Data entries:

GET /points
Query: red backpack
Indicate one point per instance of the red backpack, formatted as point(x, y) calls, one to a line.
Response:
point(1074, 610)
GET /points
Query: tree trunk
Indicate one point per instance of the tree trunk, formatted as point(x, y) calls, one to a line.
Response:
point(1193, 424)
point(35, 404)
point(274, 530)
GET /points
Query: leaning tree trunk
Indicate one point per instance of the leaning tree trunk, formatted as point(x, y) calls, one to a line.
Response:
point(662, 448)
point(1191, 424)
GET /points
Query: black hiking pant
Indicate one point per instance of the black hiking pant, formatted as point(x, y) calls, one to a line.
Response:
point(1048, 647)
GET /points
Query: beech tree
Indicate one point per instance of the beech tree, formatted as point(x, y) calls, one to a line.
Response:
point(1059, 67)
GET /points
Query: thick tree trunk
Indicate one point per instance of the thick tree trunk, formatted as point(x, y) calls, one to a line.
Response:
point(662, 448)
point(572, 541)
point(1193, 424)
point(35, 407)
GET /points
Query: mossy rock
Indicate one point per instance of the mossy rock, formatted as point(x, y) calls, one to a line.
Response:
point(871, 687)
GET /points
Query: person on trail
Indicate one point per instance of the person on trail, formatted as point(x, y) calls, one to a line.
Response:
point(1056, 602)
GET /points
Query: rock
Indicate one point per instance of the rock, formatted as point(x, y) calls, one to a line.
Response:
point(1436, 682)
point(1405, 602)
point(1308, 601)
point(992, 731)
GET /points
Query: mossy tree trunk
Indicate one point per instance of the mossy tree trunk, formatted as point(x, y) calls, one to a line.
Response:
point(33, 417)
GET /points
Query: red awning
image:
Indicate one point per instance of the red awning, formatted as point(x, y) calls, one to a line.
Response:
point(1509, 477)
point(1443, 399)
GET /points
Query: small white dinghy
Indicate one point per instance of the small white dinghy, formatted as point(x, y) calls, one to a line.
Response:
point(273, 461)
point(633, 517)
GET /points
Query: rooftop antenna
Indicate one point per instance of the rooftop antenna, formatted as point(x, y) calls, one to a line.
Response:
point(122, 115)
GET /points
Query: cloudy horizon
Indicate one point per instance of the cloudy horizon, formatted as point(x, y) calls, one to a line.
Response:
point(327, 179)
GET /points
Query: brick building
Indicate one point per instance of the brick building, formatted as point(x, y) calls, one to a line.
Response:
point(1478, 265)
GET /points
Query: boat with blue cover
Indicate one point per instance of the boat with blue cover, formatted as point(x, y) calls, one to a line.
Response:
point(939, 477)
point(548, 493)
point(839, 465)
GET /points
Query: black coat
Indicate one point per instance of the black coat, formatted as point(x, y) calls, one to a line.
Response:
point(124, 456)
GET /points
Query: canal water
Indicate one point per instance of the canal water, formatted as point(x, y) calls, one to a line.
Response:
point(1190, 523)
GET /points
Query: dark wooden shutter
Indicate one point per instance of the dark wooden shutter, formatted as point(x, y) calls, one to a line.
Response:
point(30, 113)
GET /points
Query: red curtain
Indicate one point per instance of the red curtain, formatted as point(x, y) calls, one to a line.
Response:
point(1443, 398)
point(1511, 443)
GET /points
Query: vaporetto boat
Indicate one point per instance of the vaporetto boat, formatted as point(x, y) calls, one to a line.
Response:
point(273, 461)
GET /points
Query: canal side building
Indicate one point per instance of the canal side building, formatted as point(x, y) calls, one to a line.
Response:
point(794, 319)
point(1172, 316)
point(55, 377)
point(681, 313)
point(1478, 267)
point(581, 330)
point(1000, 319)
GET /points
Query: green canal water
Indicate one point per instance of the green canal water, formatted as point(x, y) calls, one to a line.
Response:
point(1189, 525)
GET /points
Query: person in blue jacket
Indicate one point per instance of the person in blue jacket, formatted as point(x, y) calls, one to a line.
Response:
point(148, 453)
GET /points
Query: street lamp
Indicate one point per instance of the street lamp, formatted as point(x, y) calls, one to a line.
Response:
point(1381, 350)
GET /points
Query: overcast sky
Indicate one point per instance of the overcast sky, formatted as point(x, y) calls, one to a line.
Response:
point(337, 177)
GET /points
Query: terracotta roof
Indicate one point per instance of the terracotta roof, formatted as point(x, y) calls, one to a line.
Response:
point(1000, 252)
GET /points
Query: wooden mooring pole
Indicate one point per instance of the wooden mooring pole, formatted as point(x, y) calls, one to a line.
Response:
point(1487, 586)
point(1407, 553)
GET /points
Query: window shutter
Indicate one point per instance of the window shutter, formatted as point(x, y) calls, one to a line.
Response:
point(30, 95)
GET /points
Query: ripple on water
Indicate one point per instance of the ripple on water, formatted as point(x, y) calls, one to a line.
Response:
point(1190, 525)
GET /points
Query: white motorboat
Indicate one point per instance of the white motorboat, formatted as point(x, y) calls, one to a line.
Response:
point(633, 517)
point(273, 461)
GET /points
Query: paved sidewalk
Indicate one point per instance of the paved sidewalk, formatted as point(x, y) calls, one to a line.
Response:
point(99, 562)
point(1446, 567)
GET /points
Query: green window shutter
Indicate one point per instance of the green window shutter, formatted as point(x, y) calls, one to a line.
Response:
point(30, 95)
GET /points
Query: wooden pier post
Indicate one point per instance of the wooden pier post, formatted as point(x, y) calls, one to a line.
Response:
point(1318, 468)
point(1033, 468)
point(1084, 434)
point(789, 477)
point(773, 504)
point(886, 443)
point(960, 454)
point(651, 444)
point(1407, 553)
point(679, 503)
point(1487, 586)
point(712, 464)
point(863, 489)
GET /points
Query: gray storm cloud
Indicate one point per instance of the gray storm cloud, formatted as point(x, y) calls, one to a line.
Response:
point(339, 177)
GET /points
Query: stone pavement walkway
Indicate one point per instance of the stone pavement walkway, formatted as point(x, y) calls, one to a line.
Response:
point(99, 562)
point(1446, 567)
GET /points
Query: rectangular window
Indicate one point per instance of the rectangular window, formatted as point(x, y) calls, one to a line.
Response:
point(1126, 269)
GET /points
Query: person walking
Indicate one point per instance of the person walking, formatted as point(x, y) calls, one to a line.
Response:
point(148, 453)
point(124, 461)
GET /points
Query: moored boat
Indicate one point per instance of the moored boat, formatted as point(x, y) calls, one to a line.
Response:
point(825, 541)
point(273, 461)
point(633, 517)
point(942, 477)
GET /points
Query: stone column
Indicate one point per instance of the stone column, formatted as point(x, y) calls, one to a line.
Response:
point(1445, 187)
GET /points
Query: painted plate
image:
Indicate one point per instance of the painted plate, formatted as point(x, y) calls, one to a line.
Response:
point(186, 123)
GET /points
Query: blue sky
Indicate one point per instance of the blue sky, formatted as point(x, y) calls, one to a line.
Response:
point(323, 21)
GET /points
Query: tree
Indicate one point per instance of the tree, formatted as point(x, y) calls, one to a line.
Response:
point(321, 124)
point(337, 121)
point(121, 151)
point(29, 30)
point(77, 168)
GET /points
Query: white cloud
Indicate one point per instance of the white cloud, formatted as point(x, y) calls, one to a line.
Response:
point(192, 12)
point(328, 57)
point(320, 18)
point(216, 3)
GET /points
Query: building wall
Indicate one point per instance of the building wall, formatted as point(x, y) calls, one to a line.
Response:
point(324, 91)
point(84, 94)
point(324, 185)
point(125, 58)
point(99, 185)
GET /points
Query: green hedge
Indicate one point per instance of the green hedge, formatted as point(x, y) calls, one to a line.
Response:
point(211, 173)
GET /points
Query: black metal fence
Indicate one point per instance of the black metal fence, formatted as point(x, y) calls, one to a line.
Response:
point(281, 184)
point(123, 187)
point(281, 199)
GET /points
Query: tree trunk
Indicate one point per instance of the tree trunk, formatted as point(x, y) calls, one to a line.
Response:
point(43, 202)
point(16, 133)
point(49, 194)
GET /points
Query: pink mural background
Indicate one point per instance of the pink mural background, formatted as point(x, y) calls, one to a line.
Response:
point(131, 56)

▸ **REQUIRED WORK**: Edit the listing from its first line through the line containing "point(274, 530)", changing "red backpack" to "blue backpack" and leaving everything else as it is. Give only those lines.

▸ **EXERCISE ANSWER**:
GET /points
Query: blue backpack
Indicate one point per instance of the blue backpack, formatted as point(x, y) calls, one to a line.
Response:
point(1074, 610)
GET /points
Query: tree trunk
Indicate one point per instance of the tree trunk, formatted as point(x, y) calls, one to a line.
Response:
point(1193, 424)
point(35, 404)
point(274, 530)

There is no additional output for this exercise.